>> start MATERIAL FOR THE TASK

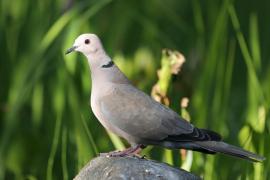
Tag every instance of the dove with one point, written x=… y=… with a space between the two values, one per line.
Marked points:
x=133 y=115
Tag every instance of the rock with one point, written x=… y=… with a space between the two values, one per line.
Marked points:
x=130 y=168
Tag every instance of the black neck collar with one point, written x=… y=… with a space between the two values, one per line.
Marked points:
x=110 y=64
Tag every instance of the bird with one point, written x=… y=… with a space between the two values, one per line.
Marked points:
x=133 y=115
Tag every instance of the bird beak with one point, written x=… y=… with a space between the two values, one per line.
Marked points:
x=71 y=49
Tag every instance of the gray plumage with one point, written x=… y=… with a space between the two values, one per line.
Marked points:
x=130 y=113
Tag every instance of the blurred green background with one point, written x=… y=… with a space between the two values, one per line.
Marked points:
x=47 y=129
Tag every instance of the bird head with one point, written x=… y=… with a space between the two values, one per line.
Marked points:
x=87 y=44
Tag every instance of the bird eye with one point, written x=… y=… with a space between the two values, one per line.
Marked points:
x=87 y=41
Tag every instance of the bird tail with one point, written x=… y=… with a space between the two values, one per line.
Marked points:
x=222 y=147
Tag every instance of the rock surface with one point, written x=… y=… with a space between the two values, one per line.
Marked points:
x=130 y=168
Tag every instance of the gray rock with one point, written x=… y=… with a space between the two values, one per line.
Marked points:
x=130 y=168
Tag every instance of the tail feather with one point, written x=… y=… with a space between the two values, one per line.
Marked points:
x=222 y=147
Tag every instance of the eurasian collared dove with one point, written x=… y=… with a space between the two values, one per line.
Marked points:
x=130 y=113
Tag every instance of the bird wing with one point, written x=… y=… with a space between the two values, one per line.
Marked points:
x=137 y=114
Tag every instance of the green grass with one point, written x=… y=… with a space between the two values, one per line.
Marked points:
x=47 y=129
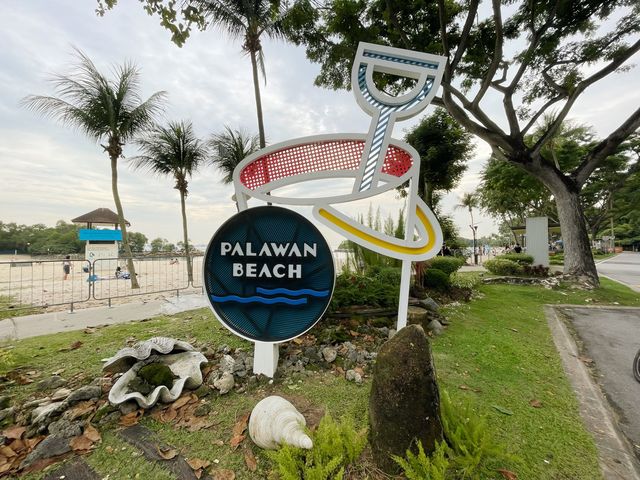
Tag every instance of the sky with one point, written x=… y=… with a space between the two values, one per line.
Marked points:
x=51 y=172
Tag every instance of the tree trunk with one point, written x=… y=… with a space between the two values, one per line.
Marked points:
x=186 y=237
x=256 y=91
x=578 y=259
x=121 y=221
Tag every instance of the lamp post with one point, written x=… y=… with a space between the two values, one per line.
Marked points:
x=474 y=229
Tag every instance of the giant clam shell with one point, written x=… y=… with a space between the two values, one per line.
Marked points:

>> end MATERIAL FOR THE TASK
>> start MATERIAL FOR THE TASK

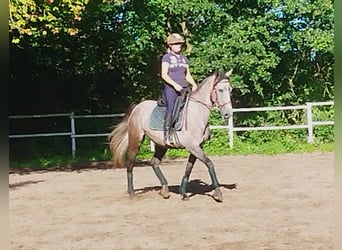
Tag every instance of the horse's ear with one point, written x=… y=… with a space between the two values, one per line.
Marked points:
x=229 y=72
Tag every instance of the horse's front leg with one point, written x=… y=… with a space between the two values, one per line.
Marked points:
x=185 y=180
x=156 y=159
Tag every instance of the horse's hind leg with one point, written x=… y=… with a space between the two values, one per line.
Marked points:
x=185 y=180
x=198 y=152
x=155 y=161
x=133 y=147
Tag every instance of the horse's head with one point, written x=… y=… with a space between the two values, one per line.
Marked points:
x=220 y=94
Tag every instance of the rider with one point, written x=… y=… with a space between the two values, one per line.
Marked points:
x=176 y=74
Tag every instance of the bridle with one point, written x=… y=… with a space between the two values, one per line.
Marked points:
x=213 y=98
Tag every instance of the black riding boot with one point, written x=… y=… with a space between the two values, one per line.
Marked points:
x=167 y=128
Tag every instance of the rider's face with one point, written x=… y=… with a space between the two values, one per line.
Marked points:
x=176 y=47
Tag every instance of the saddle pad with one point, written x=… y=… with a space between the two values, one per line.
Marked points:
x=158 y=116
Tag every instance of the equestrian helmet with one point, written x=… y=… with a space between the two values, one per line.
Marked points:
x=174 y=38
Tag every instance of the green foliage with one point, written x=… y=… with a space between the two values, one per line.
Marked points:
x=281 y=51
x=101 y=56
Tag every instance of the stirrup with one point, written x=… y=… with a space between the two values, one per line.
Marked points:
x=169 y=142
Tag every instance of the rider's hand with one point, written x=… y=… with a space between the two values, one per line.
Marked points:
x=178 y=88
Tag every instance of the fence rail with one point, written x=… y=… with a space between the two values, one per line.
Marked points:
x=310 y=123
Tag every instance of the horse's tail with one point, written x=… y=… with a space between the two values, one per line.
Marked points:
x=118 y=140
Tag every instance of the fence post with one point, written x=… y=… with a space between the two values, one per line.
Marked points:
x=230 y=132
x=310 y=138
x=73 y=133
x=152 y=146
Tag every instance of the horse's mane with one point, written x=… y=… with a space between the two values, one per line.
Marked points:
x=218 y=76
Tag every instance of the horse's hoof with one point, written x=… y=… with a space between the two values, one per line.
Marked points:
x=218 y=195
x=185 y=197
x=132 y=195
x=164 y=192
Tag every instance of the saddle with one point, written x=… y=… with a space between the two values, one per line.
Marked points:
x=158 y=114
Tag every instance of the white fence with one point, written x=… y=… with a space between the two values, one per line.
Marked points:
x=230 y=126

>> end MATERIAL FOR THE TASK
>> start MATERIAL FOR THE TASK

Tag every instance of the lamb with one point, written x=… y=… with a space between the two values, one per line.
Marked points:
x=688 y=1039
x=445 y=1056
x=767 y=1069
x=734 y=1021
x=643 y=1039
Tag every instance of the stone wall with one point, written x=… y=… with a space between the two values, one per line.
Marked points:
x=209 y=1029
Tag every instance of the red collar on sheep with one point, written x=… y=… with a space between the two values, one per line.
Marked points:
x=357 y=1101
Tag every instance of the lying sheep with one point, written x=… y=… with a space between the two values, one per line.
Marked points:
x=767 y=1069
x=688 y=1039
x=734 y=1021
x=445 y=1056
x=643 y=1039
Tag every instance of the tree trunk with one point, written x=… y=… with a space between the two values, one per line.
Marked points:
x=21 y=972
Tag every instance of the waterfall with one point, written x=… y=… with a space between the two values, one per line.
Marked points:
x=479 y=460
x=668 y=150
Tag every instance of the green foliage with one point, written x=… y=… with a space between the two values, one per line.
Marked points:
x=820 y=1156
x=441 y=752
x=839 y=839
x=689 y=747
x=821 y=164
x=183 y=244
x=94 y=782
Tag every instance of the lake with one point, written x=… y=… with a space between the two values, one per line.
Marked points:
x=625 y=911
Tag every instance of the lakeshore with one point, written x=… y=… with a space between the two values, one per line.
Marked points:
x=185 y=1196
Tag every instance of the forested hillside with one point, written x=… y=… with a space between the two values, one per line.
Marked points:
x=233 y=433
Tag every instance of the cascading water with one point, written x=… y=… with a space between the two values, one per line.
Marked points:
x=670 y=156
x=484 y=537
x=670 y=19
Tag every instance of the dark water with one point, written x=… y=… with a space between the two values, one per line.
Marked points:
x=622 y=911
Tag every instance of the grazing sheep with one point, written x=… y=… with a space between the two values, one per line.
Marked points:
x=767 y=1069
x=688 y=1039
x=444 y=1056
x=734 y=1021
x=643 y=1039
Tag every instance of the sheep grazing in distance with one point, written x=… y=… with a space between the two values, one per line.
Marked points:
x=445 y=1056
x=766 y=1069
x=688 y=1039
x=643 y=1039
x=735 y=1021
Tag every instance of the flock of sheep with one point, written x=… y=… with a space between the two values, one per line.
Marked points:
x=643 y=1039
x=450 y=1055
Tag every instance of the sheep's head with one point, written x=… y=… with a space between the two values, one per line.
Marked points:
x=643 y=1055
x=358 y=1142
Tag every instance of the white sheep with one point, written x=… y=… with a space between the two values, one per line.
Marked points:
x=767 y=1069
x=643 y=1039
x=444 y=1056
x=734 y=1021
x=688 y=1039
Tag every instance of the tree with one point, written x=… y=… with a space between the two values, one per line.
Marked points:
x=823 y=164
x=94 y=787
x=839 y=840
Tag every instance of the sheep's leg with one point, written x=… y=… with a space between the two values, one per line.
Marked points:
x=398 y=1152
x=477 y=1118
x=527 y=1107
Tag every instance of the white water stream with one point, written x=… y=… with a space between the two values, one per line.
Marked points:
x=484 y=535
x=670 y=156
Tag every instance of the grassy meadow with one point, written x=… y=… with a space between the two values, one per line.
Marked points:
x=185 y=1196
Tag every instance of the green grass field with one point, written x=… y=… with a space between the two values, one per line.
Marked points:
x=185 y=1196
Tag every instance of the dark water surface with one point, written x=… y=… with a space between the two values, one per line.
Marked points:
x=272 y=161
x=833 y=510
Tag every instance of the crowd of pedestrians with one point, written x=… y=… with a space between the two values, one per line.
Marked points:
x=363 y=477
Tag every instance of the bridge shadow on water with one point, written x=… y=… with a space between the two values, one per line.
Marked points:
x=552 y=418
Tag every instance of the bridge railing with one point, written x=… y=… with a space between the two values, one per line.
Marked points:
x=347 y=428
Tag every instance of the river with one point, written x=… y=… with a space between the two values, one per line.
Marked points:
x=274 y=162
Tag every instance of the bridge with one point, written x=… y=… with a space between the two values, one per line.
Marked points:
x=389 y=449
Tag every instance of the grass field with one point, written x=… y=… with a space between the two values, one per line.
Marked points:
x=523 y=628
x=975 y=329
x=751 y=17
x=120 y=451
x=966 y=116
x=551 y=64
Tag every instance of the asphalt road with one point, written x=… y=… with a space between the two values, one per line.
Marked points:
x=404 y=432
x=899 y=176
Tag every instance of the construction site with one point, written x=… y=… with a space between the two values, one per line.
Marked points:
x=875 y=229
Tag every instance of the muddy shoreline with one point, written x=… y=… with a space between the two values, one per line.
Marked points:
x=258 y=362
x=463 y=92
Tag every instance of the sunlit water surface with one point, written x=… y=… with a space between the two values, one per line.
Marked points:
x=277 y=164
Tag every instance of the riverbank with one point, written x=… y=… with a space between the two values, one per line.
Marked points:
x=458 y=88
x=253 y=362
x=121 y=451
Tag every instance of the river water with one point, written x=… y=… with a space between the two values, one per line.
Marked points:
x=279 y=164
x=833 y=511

>> end MATERIAL FOR THE TASK

- [WRITTEN INSTRUCTION]
Change "construction site" to "building site" in the part that opens with the line containing "Tag every instance of the asphalt" and closes with the line containing "x=121 y=451", keeping everything else the same, and give back only those lines.

- [PROBLEM SOLUTION]
Tag every instance of the asphalt road with one point, written x=… y=… with a space between the two values, one per line.
Marked points:
x=404 y=432
x=899 y=176
Tag every instance of the building site with one point, written x=… y=… with a space between the two values, one per line.
Marked points:
x=875 y=229
Tag every instance of the muddy shoreline with one point, written x=… y=… with a space between the two values, one per line.
Marked points:
x=258 y=362
x=463 y=92
Tag every instance of the sunlit water surface with one point, written x=… y=… with a space between the two values, one per line.
Marked points:
x=277 y=164
Tag every instance of the riverbank with one point, written x=… y=… with a space between the two values, one per line.
Marked points:
x=458 y=88
x=253 y=362
x=121 y=451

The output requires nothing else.